▶ **What is asked**
1. According to the post on the experience of mathematics, why would the recursive definition of the continued fraction fail in a program?
2. Return the part of the post from "It’s a recursive" up to and including "any recursive function.", copied word for word.

--- Page text ---

As an aside, I also learned how to evaluate a continued fraction from Terence in this paper, and I’m wigging out over how programmerly the answer is. Here’s the whole section:

It’s a recursive problem, so you introduce x as a recursive definition of the continued fraction. Then it looks just like a quadratic as Terence’s mom suggested. Multiply both sides by x, rearrange, and solve for the positive root. Of course it wouldn’t work in a program since it recurses infinitely, but it has the same feel as any recursive function.
Child prodigies get the problems and the intuition for mathematical constructs. But I think I have a leg up in terms of appreciating the experience of mathematics. The experience of math is the mind-altering effort to grasp the importance of a pattern and what’s required to state the problem in “simplest” terms. The tradition of math on the other hand is the set of constructs, patterns, results, and abstractions that have been found to be substantial to the history of mathematics, both theoretical and applied. One isn’t too useful without the other. Sure I can think really hard about some problem, but without the tradition of math, I can’t build on any existing work. Like a programmer who doesn’t know what libraries are out there, and so has to build everything from scratch.
I wish the author of the paper on Terence Tao had asked him what he thought mathematicians did. He knew quite a few of them. Did he already appreciate that math isn’t just given in books, but thought, rethought, argued about, and revised? (He probably did.)

--- Stored records ---

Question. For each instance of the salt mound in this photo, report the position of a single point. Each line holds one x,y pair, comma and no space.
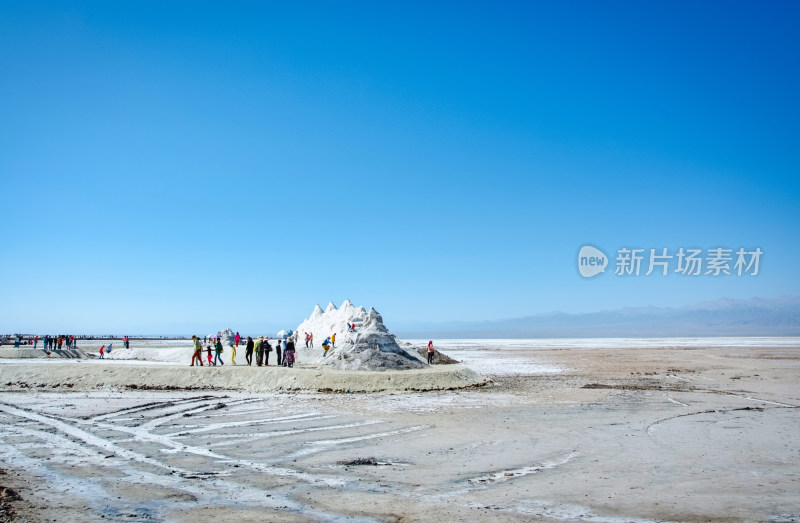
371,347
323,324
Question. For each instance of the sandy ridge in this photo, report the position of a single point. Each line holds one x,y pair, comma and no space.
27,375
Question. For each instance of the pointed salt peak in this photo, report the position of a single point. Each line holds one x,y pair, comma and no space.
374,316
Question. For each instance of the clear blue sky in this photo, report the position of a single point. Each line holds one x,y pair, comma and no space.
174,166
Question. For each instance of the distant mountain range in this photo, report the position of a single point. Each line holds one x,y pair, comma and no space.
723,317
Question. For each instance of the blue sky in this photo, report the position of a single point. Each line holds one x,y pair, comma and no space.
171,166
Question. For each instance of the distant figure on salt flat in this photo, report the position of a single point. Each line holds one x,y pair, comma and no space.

---

▶ **Results by task**
1. It would recurse infinitely.

2.
It’s a recursive problem, so you introduce x as a recursive definition of the continued fraction. Then it looks just like a quadratic as Terence’s mom suggested. Multiply both sides by x, rearrange, and solve for the positive root. Of course it wouldn’t work in a program since it recurses infinitely, but it has the same feel as any recursive function.